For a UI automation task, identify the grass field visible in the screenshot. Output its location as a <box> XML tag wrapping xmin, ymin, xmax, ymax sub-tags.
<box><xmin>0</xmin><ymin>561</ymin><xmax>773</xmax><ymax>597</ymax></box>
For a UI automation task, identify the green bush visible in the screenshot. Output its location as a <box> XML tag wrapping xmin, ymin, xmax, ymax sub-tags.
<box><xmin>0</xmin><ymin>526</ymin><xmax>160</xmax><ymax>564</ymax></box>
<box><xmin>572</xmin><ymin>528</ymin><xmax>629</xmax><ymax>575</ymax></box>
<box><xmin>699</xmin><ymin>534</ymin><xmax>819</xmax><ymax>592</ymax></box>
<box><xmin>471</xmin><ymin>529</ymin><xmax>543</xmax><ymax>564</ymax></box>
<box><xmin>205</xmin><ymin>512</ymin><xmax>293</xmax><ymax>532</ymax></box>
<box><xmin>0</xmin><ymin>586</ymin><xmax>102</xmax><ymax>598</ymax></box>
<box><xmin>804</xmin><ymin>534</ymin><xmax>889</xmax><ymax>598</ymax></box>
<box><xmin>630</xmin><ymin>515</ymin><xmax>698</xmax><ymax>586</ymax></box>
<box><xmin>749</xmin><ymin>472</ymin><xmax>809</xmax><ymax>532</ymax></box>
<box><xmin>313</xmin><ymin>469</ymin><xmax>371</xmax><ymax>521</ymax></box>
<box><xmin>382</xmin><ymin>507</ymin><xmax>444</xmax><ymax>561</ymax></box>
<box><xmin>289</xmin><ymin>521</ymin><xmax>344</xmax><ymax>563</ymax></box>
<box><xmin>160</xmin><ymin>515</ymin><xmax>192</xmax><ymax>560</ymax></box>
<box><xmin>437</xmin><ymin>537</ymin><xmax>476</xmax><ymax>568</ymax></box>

# Task details
Copy out the data shown above without altering anything.

# Result of the exercise
For a UI automation task, identify the grass field visible in the screenshot. Output its location as a <box> XML tag wrapping xmin, ymin, xmax, ymax sub-tags.
<box><xmin>0</xmin><ymin>561</ymin><xmax>773</xmax><ymax>597</ymax></box>
For a UI automation task, identify the green bush visible in the screenshot. Output its location as a <box> XML tag wrapping xmin, ymin, xmax, ymax sub-tags.
<box><xmin>0</xmin><ymin>526</ymin><xmax>160</xmax><ymax>564</ymax></box>
<box><xmin>572</xmin><ymin>528</ymin><xmax>629</xmax><ymax>575</ymax></box>
<box><xmin>699</xmin><ymin>534</ymin><xmax>819</xmax><ymax>592</ymax></box>
<box><xmin>471</xmin><ymin>529</ymin><xmax>543</xmax><ymax>564</ymax></box>
<box><xmin>205</xmin><ymin>512</ymin><xmax>293</xmax><ymax>532</ymax></box>
<box><xmin>0</xmin><ymin>586</ymin><xmax>102</xmax><ymax>598</ymax></box>
<box><xmin>804</xmin><ymin>534</ymin><xmax>889</xmax><ymax>598</ymax></box>
<box><xmin>630</xmin><ymin>515</ymin><xmax>698</xmax><ymax>586</ymax></box>
<box><xmin>749</xmin><ymin>472</ymin><xmax>809</xmax><ymax>532</ymax></box>
<box><xmin>313</xmin><ymin>469</ymin><xmax>371</xmax><ymax>521</ymax></box>
<box><xmin>382</xmin><ymin>507</ymin><xmax>444</xmax><ymax>561</ymax></box>
<box><xmin>289</xmin><ymin>521</ymin><xmax>344</xmax><ymax>563</ymax></box>
<box><xmin>160</xmin><ymin>515</ymin><xmax>192</xmax><ymax>560</ymax></box>
<box><xmin>437</xmin><ymin>537</ymin><xmax>476</xmax><ymax>568</ymax></box>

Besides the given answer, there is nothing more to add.